══ DATA PROVIDED

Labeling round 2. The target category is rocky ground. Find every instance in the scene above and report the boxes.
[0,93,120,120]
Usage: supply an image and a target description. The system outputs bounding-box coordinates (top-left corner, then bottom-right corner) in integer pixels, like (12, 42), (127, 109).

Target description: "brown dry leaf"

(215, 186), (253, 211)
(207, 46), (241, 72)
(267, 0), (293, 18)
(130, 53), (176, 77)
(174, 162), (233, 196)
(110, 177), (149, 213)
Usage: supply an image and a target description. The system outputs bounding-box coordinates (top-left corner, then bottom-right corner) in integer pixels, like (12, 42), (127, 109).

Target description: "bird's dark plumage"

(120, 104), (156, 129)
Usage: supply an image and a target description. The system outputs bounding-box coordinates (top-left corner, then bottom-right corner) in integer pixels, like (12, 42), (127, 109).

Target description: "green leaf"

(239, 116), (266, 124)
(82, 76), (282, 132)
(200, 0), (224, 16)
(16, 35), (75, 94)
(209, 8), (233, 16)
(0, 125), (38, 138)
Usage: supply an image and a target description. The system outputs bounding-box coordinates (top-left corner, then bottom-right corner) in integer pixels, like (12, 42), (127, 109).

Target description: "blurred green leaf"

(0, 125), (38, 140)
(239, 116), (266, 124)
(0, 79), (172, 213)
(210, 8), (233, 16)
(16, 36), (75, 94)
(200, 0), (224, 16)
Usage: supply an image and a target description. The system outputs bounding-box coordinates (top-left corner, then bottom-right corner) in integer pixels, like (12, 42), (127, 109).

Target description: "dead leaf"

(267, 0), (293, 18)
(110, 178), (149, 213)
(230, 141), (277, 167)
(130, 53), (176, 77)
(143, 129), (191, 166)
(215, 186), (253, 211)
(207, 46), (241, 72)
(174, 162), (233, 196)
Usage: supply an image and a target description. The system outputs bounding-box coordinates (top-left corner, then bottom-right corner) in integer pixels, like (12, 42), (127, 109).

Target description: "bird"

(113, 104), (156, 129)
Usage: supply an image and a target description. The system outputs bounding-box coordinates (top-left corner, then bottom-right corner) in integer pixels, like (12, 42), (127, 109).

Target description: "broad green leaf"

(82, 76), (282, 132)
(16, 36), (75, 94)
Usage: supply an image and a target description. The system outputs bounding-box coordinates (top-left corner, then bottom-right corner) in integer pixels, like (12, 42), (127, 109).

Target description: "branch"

════

▶ _TO BE DONE_:
Please reproduce the entire listing above character for character, with nothing added or left out.

▶ _RESPONSE TO THIS TASK_:
Labeling round 2. The target category is rocky ground. Find every instance in the scene above and report the boxes.
[0,93,120,120]
Usage: supply an image and a target description. The system outputs bounding-box coordinates (top-left corner, then bottom-right corner) in integer pixels, like (12, 42), (127, 109).

Target description: "brown dry leaf"

(215, 186), (253, 211)
(207, 46), (241, 72)
(267, 0), (293, 18)
(130, 53), (176, 77)
(174, 162), (233, 196)
(110, 177), (149, 213)
Usage: supply an image and a target description. The system outputs bounding-box coordinates (top-left corner, then bottom-right corner) in integer pixels, like (12, 42), (127, 109).

Target description: "bird's dark plumage"

(120, 104), (156, 129)
Usage: supply an image and a target description. The system outputs bounding-box coordinates (top-left corner, then bottom-right corner) in integer pixels, like (12, 42), (127, 109).

Target description: "green leaf"

(239, 116), (266, 124)
(82, 76), (282, 132)
(200, 0), (224, 16)
(16, 35), (75, 94)
(209, 8), (233, 16)
(0, 125), (38, 138)
Usage: supply an image and a target description. The system outputs bounding-box coordinates (top-left corner, then bottom-right corner) in integer pixels, like (12, 42), (127, 109).

Target description: "blurred green leaf"

(0, 125), (38, 140)
(239, 116), (266, 124)
(0, 79), (172, 213)
(210, 8), (233, 16)
(16, 36), (75, 94)
(200, 0), (224, 16)
Usage: supply an image and a target description. The system outputs bounding-box coordinates (top-left corner, then bottom-right corner) in integer pixels, like (12, 42), (127, 109).

Target description: "dead leaf"

(267, 0), (293, 18)
(110, 178), (149, 213)
(230, 141), (277, 167)
(130, 53), (176, 77)
(143, 129), (191, 166)
(215, 186), (253, 211)
(207, 46), (241, 72)
(174, 162), (233, 196)
Usage: supply an image and a target description. The system outputs bounding-box coordinates (top-left corner, then bottom-right corner) in integer pixels, like (12, 42), (127, 109).

Target description: "bird"

(113, 104), (156, 129)
Usage: supply an image and a target description. The system outputs bounding-box coordinates (top-left corner, then bottom-right corner) in integer pixels, like (12, 42), (127, 109).

Target description: "broad green leaf"

(82, 76), (282, 132)
(16, 36), (75, 94)
Usage: supply an image and a target description. The system outputs bounding-box coordinates (top-left corner, then bottom-right corner) in integer pixels, like (12, 42), (127, 109).

Target description: "branch"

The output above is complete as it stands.